### Görev listesi:
• a. Azerbaycan'a destek üzerine olan metinden bir bölümü olduğu gibi çıkarın: "AZERBAYCANLI KARDEŞLERİMİZE DESTEĞİMİZ" sözlerini içeren yerden başlayın, "zelil duruma düşmüştür." sözlerinden sonra durun.
• b. Kayıtlarda "Would" kelimesinin geçtiği bütün satırları bir araya toplayın.

### Kaynak:
_ _ _

AZERBAYCANLI KARDEŞLERİMİZE DESTEĞİMİZ TAMDIR
Müdahil olduğumuz her meselede bu perspektifle hareket ediyoruz. Suriye'de mazlumların feryatlarına bigane kalmadıysak, Libya'da da ülkenin meşru yönetiminin işbirliği çağrısını cevapsız bırakmadık. Azerbaycanlı kardeşlerimizin vatanlarını savunma çabalarını aynı anlayışla destekliyoruz. Kendileri bin yıl önceki 500 yıl hesapları bir türlü kapatamayarak, sessiz kalmamızı bekleyenlere elbette verecek cevabımız olacaktır. Mücadele etmeyen zaten baştan teslim olmuştur, kaybetmiştir, zelil duruma düşmüştür.

_ _ _

(Etiketli bölge kayıtları)
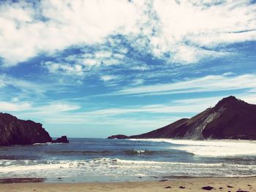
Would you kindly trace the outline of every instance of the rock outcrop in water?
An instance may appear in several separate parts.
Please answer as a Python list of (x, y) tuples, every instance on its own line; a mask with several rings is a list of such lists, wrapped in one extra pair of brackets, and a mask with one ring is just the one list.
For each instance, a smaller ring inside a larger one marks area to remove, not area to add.
[(0, 112), (0, 146), (31, 145), (57, 140), (58, 142), (68, 142), (67, 137), (58, 139), (53, 141), (41, 123), (20, 120), (12, 115)]
[(256, 139), (256, 105), (229, 96), (191, 118), (129, 138)]
[(53, 143), (59, 143), (59, 142), (63, 142), (63, 143), (68, 143), (69, 141), (67, 139), (67, 136), (61, 136), (61, 137), (58, 138), (57, 139), (53, 140)]
[(19, 120), (7, 113), (0, 113), (0, 145), (30, 145), (51, 141), (42, 124)]
[(126, 136), (124, 134), (116, 134), (116, 135), (112, 135), (108, 137), (108, 139), (129, 139), (128, 136)]

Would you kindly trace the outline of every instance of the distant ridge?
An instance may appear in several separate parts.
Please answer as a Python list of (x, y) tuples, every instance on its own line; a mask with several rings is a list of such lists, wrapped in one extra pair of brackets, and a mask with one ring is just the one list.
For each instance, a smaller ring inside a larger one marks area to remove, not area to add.
[[(118, 136), (108, 138), (122, 139)], [(191, 118), (183, 118), (154, 131), (127, 138), (256, 139), (256, 105), (230, 96)]]

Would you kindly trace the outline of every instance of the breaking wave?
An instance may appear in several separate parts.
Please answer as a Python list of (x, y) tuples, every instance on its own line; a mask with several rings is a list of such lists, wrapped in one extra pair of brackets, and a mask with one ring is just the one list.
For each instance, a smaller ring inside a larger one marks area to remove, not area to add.
[(86, 161), (1, 160), (0, 177), (85, 176), (255, 176), (256, 165), (130, 161), (101, 158)]
[(255, 155), (256, 142), (246, 140), (185, 140), (171, 139), (139, 139), (173, 144), (170, 149), (206, 157)]

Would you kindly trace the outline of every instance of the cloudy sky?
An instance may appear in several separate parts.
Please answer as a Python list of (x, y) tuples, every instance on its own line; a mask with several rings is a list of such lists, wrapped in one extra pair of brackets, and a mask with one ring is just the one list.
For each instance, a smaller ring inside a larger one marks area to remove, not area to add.
[(0, 111), (53, 137), (135, 134), (256, 104), (256, 2), (1, 1)]

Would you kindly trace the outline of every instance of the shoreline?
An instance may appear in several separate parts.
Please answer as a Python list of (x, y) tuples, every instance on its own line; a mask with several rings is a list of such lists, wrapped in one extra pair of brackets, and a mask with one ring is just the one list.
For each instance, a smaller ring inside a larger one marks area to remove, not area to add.
[(29, 191), (256, 191), (256, 177), (193, 177), (114, 183), (0, 183), (1, 192)]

_ _ _

### Sonuçlar:
• a.
AZERBAYCANLI KARDEŞLERİMİZE DESTEĞİMİZ TAMDIR
Müdahil olduğumuz her meselede bu perspektifle hareket ediyoruz. Suriye'de mazlumların feryatlarına bigane kalmadıysak, Libya'da da ülkenin meşru yönetiminin işbirliği çağrısını cevapsız bırakmadık. Azerbaycanlı kardeşlerimizin vatanlarını savunma çabalarını aynı anlayışla destekliyoruz. Kendileri bin yıl önceki 500 yıl hesapları bir türlü kapatamayarak, sessiz kalmamızı bekleyenlere elbette verecek cevabımız olacaktır. Mücadele etmeyen zaten baştan teslim olmuştur, kaybetmiştir, zelil duruma düşmüştür.

• b.
Would you kindly trace the outline of every instance of the rock outcrop in water?
Would you kindly trace the outline of every instance of the distant ridge?
Would you kindly trace the outline of every instance of the breaking wave?
Would you kindly trace the outline of every instance of the cloudy sky?
Would you kindly trace the outline of every instance of the shoreline?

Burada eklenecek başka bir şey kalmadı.